-- Goal --
Present every line of the listing below as a numbered list, omitting any blank lines.

[Start Data to use]

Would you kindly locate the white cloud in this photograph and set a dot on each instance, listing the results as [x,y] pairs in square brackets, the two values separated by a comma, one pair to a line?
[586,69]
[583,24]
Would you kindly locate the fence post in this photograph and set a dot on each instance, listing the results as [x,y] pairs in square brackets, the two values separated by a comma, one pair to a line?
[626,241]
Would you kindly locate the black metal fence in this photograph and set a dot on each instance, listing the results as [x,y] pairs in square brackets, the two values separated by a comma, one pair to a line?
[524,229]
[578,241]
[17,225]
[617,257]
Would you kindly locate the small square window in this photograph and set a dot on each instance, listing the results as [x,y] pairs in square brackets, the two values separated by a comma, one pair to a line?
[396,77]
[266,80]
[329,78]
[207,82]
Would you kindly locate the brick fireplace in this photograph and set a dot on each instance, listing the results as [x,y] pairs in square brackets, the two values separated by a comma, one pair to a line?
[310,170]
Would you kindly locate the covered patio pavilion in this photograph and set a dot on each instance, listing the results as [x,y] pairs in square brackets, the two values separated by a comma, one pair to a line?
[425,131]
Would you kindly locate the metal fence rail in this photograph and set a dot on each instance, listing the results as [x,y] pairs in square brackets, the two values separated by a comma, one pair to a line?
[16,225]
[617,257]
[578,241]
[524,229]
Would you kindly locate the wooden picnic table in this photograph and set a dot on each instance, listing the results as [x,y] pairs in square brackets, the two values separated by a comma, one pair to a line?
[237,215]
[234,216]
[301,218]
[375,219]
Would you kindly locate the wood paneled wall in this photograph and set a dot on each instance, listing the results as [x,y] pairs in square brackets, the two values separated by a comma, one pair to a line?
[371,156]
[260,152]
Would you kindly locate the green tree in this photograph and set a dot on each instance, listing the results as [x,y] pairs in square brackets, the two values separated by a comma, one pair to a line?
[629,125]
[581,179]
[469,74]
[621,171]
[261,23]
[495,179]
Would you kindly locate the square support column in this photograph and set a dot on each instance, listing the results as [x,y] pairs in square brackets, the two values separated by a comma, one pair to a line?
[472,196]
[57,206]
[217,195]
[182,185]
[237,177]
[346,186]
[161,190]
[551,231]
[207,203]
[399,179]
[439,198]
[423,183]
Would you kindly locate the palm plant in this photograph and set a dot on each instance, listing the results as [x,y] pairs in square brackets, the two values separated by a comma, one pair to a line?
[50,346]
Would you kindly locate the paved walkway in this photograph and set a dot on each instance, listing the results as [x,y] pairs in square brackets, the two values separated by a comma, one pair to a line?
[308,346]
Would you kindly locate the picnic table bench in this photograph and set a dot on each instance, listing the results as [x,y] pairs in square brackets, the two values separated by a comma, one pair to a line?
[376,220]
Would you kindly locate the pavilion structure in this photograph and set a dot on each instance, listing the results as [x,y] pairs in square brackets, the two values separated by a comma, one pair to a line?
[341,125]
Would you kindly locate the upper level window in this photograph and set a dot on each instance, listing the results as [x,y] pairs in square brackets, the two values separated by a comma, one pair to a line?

[End Data to use]

-- Worked answer --
1. Would you kindly locate the white cloud in this photograph and set a dot on each instance, listing the results as [x,y] pairs in square brackets, the two values separated by a comma, one pair to a line?
2. [586,69]
3. [583,24]
4. Would you kindly locate the fence post in this photograph and set a dot on each instance, listing the results as [x,y] pairs in square brackets, the two values separated by a comma, one pair to a line?
5. [626,241]
6. Would you kindly locate the black metal fence in this photograph and set a dot on each instance, listing the results as [x,y] pairs in square brackets, the two values separated by a comma, one pair to a line?
7. [524,229]
8. [578,241]
9. [17,225]
10. [617,257]
11. Would you kindly locate the small square window in this photograph and set a dot on each instance, listing the results as [x,y] pairs in square brackets, the two values separated by a comma, one pair to a line?
12. [396,77]
13. [266,80]
14. [329,78]
15. [207,82]
16. Would you kindly locate the brick fireplace in this photograph and set a dot on each instance, listing the results as [x,y] pairs in square brackets, the two values separated by a comma, one pair to a line?
17. [310,170]
18. Would you kindly locate the covered patio pavilion in this photograph and set a dot on each instance, listing the results as [x,y] pairs in square brackets, the two values separated by a comma, one pair to a line?
19. [425,131]
20. Would you kindly locate the metal fence rail in this photograph and set a dot on each instance, listing the results as [x,y] pairs in square brackets, the two values separated by a comma, one pair to a line?
21. [16,225]
22. [617,257]
23. [578,241]
24. [524,229]
25. Would you kindly locate the wooden picnic table in this photograph and set a dot on each instance, listing the results as [x,y] pairs in square brackets, the two values separated by a comma, one pair to a line?
26. [237,215]
27. [234,216]
28. [301,218]
29. [375,219]
30. Would you kindly locate the wood paneled wall in this photograph and set a dot on each instance, listing the results as [x,y] pairs in square brackets, the two values separated by a comma, one pair to a line?
31. [371,156]
32. [260,152]
33. Would you kindly locate the green tree in this photograph and set a dot on each instance, listing the results as [x,y] pairs in square brackets, the two values separated by a comma, one pair to a line?
34. [629,125]
35. [581,179]
36. [469,74]
37. [621,171]
38. [261,23]
39. [495,179]
40. Would you kindly locate the square support column in this photograph and set a dot on each instance, listing the results as [x,y] pairs in square brackets, the two values separated by a comma, one pair to a line?
41. [472,196]
42. [57,206]
43. [217,195]
44. [182,185]
45. [237,177]
46. [346,186]
47. [161,190]
48. [551,231]
49. [207,203]
50. [399,179]
51. [439,198]
52. [423,183]
53. Would you kindly locate the palm plant in this photograph and set a dot on each instance, listing the results as [x,y] pairs in square brackets, the two values separated by a comma, one pair to a line?
54. [50,346]
55. Would you kindly locate the paved walkway in this photograph and set a dot on each instance, listing the results as [x,y] pairs in square brackets, the two values separated by a comma, one pair to a line?
56. [308,346]
57. Would you kindly locate the picnic table bench in this photograph and set a dot on each instance, listing the results as [x,y] pairs in square brackets, the two values separated by a comma, one pair to a line?
58. [376,220]
59. Would you kindly locate the pavilion structure in this photograph and set a dot on each instance, listing the results as [x,y] pairs in square brackets, the two values separated by a comma, one pair to a line?
60. [341,125]
61. Would you kindly locate the upper level window in this photograph and set a dot on each instance, listing the results as [x,y] pairs in square brackets, the two values separated by a comma, one pair to a line?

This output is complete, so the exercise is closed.